◆ Explore the material
1. From the book review, write out the passage between "Joseph is a" and "as the characters.", inclusive.
2. In the book review, what is the one thing Susanna says she cannot live without?
3. Please carry on the book review from its final sentence.

◆ Text shown
<<<<
Her moment of decision was a bit just add water  without the need of rinse and repeat of real life, but this IS a romance novel and not a psychological analysis of frontier life.  Through interaction in a small community and the commitment to teach while living a useful life, she cements respect and affection that borders on too sweet without crossing the line.  I don't believe it would be so easy or happen so quickly, but I know continuing to walk with dignity and self-respect does eventually make a difference, even if it is only in an ability to sleep well at night and face the day with anticipation instead of dread.

I decided there is only one thing I cannot live without, and see no solution at present.” She took a deep breath. “My son. He should be with me.”

No, she didn't win everyone over; not even when the truth of her circumstances was revealed.  She did make a place for herself that suited her nature.  Neither does Susanna give up hope her son will be restored to her, though it is hard to hang on to many hours of the day.  This felt true and oh so familiar.  She was definitely a woman of her times, but also a woman of gentler temperament and the fact she ran to save her life is probably the only out of character behavior she ever exhibited.  I imagine readers with different temperaments or modern perspective will find her ... less than a heroine.  That's all right, there are plenty of books with fiery, feisty, and bold women to read instead.  Quite courage that plods along has its place in the world as well as romance land.

Susanna fell into the rhythm of work, fitting her mind to the never-changing routine of an army garrison. The regularity of bugle calls and order was a balm to her soul. Now that she had made her personal peace with her cousin, she discovered how little it mattered to her what anyone else felt....No other families unbent enough to send their children to the warehouse, but Susanna was not one to search for grand success. Life had taught her how unlikely that was.

Joseph is a Kelly Hero and one of the many reasons I love her books.  He had his own demons and doubts but he walked through the nightmare days and reached this side of numb by the time he met Susanna.  His charming manners, stout humor and good-natured nagging is precisely how he did so.  That, and a great deal of work with perhaps an extra helping of pride on those really bad days, kept him sane and functional.  He would not make his sacrifices be for nothing or diminish his wife's worth by spiraling into despair.  From concern to curiosity to attraction and then love; Joe did not rush his own emotions any more than he did Susanna's.  I appreciate that respect for the reader as well as the characters.
>>>>
◆ Extracted records
<<<<
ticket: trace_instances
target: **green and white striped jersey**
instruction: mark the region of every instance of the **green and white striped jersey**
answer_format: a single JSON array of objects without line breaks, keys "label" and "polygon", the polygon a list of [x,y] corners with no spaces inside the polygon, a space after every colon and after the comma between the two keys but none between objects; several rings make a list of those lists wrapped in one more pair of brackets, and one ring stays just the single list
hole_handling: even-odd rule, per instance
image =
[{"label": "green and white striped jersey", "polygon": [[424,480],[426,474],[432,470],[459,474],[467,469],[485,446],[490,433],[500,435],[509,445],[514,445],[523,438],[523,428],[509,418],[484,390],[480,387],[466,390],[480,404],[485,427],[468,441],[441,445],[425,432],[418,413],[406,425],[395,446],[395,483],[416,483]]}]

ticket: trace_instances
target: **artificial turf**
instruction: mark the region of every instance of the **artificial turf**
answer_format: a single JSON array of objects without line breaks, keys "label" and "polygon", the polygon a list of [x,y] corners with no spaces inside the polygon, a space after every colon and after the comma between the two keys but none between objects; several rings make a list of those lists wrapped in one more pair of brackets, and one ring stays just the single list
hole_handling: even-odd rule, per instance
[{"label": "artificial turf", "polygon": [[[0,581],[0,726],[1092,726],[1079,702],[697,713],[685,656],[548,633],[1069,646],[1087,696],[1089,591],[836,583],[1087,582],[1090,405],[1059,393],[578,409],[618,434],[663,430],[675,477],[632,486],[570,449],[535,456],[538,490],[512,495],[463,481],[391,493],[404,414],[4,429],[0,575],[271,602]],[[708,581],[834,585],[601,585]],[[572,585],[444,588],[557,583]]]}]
>>>>
◆ Answers for the tasks
1.
Joseph is a Kelly Hero and one of the many reasons I love her books.  He had his own demons and doubts but he walked through the nightmare days and reached this side of numb by the time he met Susanna.  His charming manners, stout humor and good-natured nagging is precisely how he did so.  That, and a great deal of work with perhaps an extra helping of pride on those really bad days, kept him sane and functional.  He would not make his sacrifices be for nothing or diminish his wife's worth by spiraling into despair.  From concern to curiosity to attraction and then love; Joe did not rush his own emotions any more than he did Susanna's.  I appreciate that respect for the reader as well as the characters.

2. Her son.

3.
I just want to put the heart back in you, Susanna,” he whispered. The thought struck him that maybe she was doing the same thing to him, probably without even knowing it.

Susanna put her hand over his. “These are difficult times. Perhaps we had better just remain fond.”

The traditional romance has become annoying to many readers.  The new formula seems to be: Attraction must be instant, temptation must be stronger than self-control, and thoughts of consequences are for dismissing in the heat of the moment since they'll be circumvented quickly enough by HEA.  Joseph and Susanna believe it is better to be hesitant until certain.  Whether this is a traditional response or not, it is reasonable for these characters.

As Susanna healed and learned to let go of hurts; Joe walked with her. Admitting his own weaknesses and strengths, taking those same steps because he wanted to be sure, not because he was compelled by the ache in his groin or the lust in his belly, made him a believable hero for me.  Their romance progressed from an emotional connection to physical attraction; from tentative friendship to earnest commitment and I think Ms. Kelly portrayed this very well.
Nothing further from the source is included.